## Provided entries
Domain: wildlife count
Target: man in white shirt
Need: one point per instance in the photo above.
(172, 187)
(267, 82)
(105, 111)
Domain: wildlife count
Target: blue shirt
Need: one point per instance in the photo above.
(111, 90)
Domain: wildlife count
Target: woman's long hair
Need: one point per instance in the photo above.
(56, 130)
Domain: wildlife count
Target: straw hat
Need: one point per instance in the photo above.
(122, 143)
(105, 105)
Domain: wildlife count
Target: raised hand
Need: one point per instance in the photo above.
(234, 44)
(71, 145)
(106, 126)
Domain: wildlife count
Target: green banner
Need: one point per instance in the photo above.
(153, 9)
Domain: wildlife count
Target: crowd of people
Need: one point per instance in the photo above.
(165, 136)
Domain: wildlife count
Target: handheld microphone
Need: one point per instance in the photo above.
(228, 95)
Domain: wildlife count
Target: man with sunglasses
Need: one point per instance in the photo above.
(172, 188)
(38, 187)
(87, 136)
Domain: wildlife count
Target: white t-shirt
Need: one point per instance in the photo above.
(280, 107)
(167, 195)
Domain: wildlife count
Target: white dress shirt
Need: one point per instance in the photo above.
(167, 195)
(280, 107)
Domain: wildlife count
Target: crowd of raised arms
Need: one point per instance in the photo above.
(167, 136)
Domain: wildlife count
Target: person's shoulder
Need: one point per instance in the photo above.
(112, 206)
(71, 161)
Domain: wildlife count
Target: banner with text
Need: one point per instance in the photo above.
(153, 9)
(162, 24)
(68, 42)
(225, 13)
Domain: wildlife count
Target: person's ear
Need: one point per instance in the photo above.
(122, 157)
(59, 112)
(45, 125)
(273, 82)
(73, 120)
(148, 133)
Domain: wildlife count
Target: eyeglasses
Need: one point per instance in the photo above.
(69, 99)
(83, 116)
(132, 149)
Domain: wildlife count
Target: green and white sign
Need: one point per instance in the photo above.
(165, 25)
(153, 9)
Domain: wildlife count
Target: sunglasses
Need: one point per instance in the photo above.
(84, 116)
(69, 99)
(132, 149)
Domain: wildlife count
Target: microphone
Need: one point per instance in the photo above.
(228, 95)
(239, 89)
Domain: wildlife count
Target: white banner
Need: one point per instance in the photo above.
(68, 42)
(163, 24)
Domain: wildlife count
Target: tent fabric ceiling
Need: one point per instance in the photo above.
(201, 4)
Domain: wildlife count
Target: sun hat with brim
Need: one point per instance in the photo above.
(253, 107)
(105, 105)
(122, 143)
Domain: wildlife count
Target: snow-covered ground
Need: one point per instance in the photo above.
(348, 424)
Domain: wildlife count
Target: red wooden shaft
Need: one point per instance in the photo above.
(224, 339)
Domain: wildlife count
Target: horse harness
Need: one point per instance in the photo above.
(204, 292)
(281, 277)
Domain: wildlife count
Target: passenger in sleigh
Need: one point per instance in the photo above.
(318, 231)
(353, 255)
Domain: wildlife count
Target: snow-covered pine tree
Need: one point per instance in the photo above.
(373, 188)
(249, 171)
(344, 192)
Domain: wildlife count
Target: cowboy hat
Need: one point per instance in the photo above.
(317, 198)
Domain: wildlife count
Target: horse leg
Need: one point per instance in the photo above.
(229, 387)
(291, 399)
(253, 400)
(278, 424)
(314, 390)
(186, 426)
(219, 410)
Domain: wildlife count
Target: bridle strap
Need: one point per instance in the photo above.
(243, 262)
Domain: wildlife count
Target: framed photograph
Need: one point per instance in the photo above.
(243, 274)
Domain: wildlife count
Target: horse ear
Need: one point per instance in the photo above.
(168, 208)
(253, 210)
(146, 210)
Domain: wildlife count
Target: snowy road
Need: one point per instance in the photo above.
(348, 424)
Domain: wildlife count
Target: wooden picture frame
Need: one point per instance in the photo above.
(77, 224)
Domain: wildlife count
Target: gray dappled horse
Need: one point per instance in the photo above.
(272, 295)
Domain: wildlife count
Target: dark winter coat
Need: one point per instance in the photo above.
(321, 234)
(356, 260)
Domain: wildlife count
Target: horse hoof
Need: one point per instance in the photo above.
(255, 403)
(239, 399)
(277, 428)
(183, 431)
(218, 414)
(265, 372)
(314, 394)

## Requirements
Write out the listing once more, matching it exactly.

## Result for this task
Domain: wildlife count
Target: man in white shirt
Need: one point per instance in the photo above.
(172, 187)
(267, 82)
(105, 111)
Domain: wildlife count
Target: blue shirt
Need: one point per instance in the photo above.
(111, 90)
Domain: wildlife count
Target: woman's long hair
Need: one point per instance in the photo above.
(56, 130)
Domain: wildlife count
Target: straw hat
Need: one point per instance in the photo above.
(122, 143)
(105, 105)
Domain: wildlife count
Target: raised hand
Need: one point per instance in the photo above.
(234, 44)
(71, 145)
(106, 126)
Domain: wildlife count
Target: green banner
Need: one point per instance in the photo above.
(153, 9)
Domain: wildlife count
Target: crowd of people
Need: one point per instance in the photo above.
(165, 136)
Domain: wildlife count
Target: handheld microphone
Need: one point per instance in the photo above.
(228, 95)
Domain: wildlife count
Target: man with sunglasses
Need: one point per instance in the photo above.
(172, 188)
(38, 187)
(87, 136)
Domain: wildlife count
Target: white t-shirt
Need: one point per instance in the photo above.
(280, 107)
(167, 195)
Domain: wildlife count
Target: white dress shirt
Need: one point per instance in the photo above.
(167, 195)
(280, 107)
Domain: wildlife count
Target: crowd of raised arms
Need: one point per instance in the photo above.
(167, 136)
Domain: wildlife count
Target: person's shoulder
Need: one point per instance in the photo above.
(112, 206)
(71, 161)
Domain: wildlife count
Target: banner with text
Need: one point per instance in the photo above.
(153, 9)
(162, 24)
(68, 42)
(225, 13)
Domain: wildlife count
Target: person's ear
Need: one point per instance in the photo above.
(122, 157)
(59, 112)
(45, 125)
(273, 82)
(73, 120)
(148, 133)
Domain: wildlife count
Target: eyeglasses
Need: one point per instance in the photo above.
(69, 99)
(83, 116)
(132, 149)
Domain: wildlife count
Target: green and white sign
Need: one point per instance in the photo above.
(165, 25)
(153, 9)
Domain: wildlife count
Target: sunglasses
Need: one point per instance in the photo above.
(84, 116)
(69, 99)
(132, 149)
Domain: wildlife count
Target: microphone
Need: one point per instance in the photo above.
(228, 95)
(239, 89)
Domain: wildlife count
Target: white banner
Need: one point per instance in the photo above.
(68, 42)
(163, 24)
Domain: wildlife count
Target: tent fabric ceiling
Need: one point per instance in the photo above.
(201, 4)
Domain: wildlife count
Target: sun hat with brim
Need: one point per instance in the photo above.
(253, 107)
(105, 105)
(122, 143)
Domain: wildlife count
Target: snow-covered ground
Need: one point per instance in the photo above.
(348, 424)
Domain: wildlife count
Target: red wooden shaft
Need: one point per instance in the photo above.
(224, 339)
Domain: wildlife count
Target: horse harness
Need: one point per instance in the photo above.
(204, 292)
(281, 277)
Domain: wildlife count
Target: passenger in sleigh
Need: one point per instance in the photo above.
(318, 231)
(353, 255)
Domain: wildlife count
Target: snow-covered pine tree
Need: one point per instance in the photo above.
(373, 188)
(249, 171)
(344, 192)
Domain: wildlife count
Target: cowboy hat
Need: one point per instance in the photo above.
(317, 198)
Domain: wildlife count
Target: horse leg
Need: one point per instance in the photo above.
(229, 387)
(291, 399)
(253, 400)
(278, 424)
(314, 390)
(186, 426)
(219, 410)
Domain: wildlife count
Target: bridle strap
Need: one point per instance in the photo above.
(243, 262)
Domain: wildlife count
Target: framed photograph
Need: one point per instance in the photo above.
(243, 274)
Domain: wildlife count
Target: horse ear
Need: one point per instance in the photo above.
(168, 208)
(253, 210)
(146, 210)
Domain: wildlife count
Target: snowy road
Need: one point per instance in the photo above.
(348, 424)
Domain: wildlife count
Target: wooden picture frame
Need: one point per instance in the photo above.
(77, 224)
Domain: wildlife count
Target: gray dappled horse
Need: one point per instance in the photo above.
(272, 295)
Domain: wildlife count
Target: dark winter coat
Need: one point per instance in the photo above.
(321, 234)
(356, 260)
Domain: wildlife count
Target: horse hoof
Need: one point per instance in the photo above.
(255, 403)
(239, 399)
(277, 428)
(183, 431)
(218, 414)
(265, 372)
(314, 394)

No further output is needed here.